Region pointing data
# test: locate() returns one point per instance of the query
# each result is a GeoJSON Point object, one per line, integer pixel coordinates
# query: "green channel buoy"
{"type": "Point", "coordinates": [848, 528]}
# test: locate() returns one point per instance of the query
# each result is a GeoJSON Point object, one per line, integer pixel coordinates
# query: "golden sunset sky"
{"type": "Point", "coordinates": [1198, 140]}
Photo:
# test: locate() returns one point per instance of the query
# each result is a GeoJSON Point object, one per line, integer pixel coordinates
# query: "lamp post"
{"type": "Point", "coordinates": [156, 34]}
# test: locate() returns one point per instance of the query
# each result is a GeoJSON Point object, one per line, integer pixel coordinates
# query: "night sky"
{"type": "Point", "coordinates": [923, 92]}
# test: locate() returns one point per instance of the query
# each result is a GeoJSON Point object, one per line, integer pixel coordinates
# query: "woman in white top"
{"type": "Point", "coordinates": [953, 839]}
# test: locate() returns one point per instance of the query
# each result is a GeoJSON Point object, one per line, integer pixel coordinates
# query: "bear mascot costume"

● **Exercise description**: Nothing should be left out: return all of the records exactly.

● **Exercise answer**:
# test: locate() returns one point per instance of the query
# each result is a GeoJSON Point object, one per line, integer pixel coordinates
# query: "green channel buoy"
{"type": "Point", "coordinates": [848, 528]}
# test: locate() returns one point per instance of the query
# each result is a GeoJSON Point object, one per line, integer pixel coordinates
# query: "golden sunset sky"
{"type": "Point", "coordinates": [1198, 140]}
Photo:
# test: locate() returns one point per instance of the query
# each result is a GeoJSON Point object, one per line, integer pixel coordinates
# query: "lamp post"
{"type": "Point", "coordinates": [156, 34]}
# test: locate() returns one point per instance of the query
# each result is a GeoJSON Point object, one per line, integer pixel coordinates
# query: "night sky"
{"type": "Point", "coordinates": [923, 92]}
# test: locate() returns one point per instance of the query
# each result is a GeoJSON Point object, one per line, integer pixel coordinates
# query: "woman in white top"
{"type": "Point", "coordinates": [953, 839]}
# test: locate() returns one point per instance of the query
# each result is a GeoJSON Point object, one per line, integer pixel coordinates
# query: "bear mascot costume"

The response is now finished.